§ **Set exercise**
Return verbatim the items starting at the line that contains "of the building" and ending at the final line of the items, with both end lines included.

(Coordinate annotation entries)

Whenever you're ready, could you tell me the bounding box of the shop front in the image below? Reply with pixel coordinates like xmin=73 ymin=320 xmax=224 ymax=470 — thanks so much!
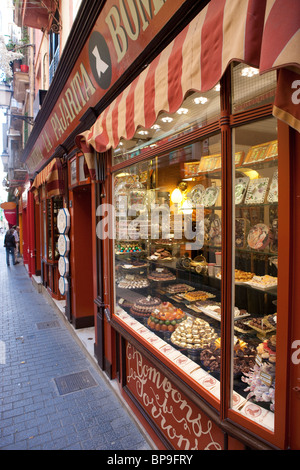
xmin=76 ymin=0 xmax=300 ymax=450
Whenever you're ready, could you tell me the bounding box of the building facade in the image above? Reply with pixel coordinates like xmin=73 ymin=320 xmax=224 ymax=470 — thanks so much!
xmin=4 ymin=0 xmax=300 ymax=450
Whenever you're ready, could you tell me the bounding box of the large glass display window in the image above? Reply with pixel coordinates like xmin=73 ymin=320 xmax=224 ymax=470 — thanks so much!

§ **Solution for this problem**
Whenever you're ready, could you tell me the bounding box of the building facade in the image above? Reply with pixel coordinates like xmin=73 ymin=320 xmax=224 ymax=470 — thanks so much!
xmin=4 ymin=0 xmax=300 ymax=450
Whenever you're ready, could you tell me the bounding box of the large glass display window in the image above? Reply with pixel coordinates like xmin=73 ymin=320 xmax=224 ymax=470 — thanks so much!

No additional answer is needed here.